◆ **What you should do**
From the first entry to the last, transcribe everything exactly.

◆ **Entries shown**
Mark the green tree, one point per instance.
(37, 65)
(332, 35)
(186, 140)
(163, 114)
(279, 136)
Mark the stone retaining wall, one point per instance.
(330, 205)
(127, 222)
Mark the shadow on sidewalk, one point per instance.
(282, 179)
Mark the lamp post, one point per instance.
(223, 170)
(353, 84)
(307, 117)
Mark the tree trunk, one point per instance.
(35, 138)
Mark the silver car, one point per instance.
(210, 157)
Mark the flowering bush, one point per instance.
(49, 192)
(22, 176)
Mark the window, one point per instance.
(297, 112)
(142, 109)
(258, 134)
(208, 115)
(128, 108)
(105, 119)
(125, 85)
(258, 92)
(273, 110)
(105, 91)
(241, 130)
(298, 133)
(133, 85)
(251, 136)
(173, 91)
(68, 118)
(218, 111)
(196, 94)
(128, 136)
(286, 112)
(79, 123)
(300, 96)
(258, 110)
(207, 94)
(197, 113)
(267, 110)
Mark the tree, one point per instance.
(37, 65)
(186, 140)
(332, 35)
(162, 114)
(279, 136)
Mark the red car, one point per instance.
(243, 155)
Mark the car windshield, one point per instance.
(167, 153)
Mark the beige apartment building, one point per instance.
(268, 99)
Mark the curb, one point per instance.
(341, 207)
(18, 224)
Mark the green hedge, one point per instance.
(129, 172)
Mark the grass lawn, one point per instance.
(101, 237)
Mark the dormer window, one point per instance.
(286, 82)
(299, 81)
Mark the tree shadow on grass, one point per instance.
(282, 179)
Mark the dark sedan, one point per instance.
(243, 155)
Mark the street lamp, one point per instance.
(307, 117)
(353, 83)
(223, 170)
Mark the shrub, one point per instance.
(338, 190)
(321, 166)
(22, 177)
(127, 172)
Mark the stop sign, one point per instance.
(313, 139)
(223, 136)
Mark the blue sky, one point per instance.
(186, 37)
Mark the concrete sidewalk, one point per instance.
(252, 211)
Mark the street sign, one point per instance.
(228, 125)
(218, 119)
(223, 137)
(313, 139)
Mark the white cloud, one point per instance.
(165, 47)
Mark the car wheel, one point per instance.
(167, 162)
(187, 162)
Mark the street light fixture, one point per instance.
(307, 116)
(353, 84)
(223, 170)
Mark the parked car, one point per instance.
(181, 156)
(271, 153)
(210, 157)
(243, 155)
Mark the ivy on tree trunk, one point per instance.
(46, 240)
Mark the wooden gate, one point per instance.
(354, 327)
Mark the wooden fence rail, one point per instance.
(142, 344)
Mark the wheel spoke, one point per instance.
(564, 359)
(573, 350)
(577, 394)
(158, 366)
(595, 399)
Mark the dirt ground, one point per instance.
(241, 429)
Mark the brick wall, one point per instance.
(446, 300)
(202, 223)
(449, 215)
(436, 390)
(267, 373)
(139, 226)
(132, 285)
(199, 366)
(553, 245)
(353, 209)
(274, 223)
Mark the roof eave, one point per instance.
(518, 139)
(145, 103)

◆ **Task response**
Mark the green tree, one point per instance.
(37, 65)
(332, 35)
(186, 140)
(163, 114)
(279, 136)
Mark the stone retaining wall, one point per instance.
(330, 205)
(127, 222)
Mark the shadow on sidewalk, one point per instance.
(282, 179)
Mark the lamp post, one point per instance.
(223, 170)
(353, 84)
(307, 117)
Mark the tree trunk, one point per instance.
(35, 138)
Mark the silver car, one point per instance.
(210, 157)
Mark the flowering bush, one point per instance.
(49, 192)
(22, 176)
Mark the window, one point per instance.
(297, 112)
(142, 109)
(258, 134)
(208, 115)
(128, 108)
(105, 119)
(125, 85)
(258, 92)
(273, 110)
(105, 91)
(241, 130)
(298, 133)
(133, 85)
(251, 136)
(173, 91)
(68, 118)
(218, 111)
(196, 94)
(128, 136)
(286, 112)
(79, 123)
(300, 96)
(258, 110)
(207, 94)
(197, 113)
(267, 110)
Mark the tree, one point per instance.
(37, 65)
(186, 140)
(332, 35)
(162, 114)
(279, 136)
Mark the red car, one point per instance.
(243, 155)
Mark the car windshield, one point per instance.
(167, 153)
Mark the beige apartment building, one point per instance.
(268, 99)
Mark the curb, one point per instance.
(341, 207)
(18, 224)
Mark the green hedge, one point per instance.
(129, 172)
Mark the grass lawn, one point per instance.
(101, 237)
Mark the dormer window, one point per instance.
(286, 82)
(299, 81)
Mark the tree shadow on grass, one point per instance.
(282, 179)
Mark the dark sedan, one point per instance.
(243, 155)
Mark the street lamp, one point per instance.
(307, 117)
(353, 83)
(223, 170)
Mark the shrub, one point per instance.
(338, 190)
(321, 166)
(22, 177)
(127, 172)
Mark the stop sign, one point per instance.
(313, 139)
(223, 136)
Mark the blue sky, one point per instance.
(186, 37)
Mark the concrete sidewalk, one point per instance.
(252, 211)
Mark the street sign, one point per instance.
(228, 125)
(218, 119)
(223, 137)
(313, 139)
Mark the white cloud, one point per instance.
(165, 47)
Mark the car wheel, one point per instance.
(167, 162)
(187, 162)
Mark the street light fixture, one point per instance.
(307, 116)
(353, 84)
(223, 170)
Mark the parked car, one point per instance.
(181, 156)
(271, 153)
(210, 157)
(243, 155)
Mark the ivy on tree trunk, one point per instance.
(46, 240)
Mark the wooden gate, one point per instance.
(354, 327)
Mark the wooden fence rail, one point per instance.
(142, 344)
Mark the wheel spoke, one point per instance.
(564, 359)
(573, 350)
(577, 394)
(158, 366)
(595, 399)
Mark the dirt ground, one point per instance.
(241, 429)
Mark the brick wall, one point per instance.
(446, 300)
(202, 223)
(449, 215)
(436, 390)
(267, 373)
(139, 226)
(132, 285)
(199, 366)
(553, 245)
(353, 209)
(274, 223)
Mark the roof eave, one point per instance.
(518, 139)
(145, 103)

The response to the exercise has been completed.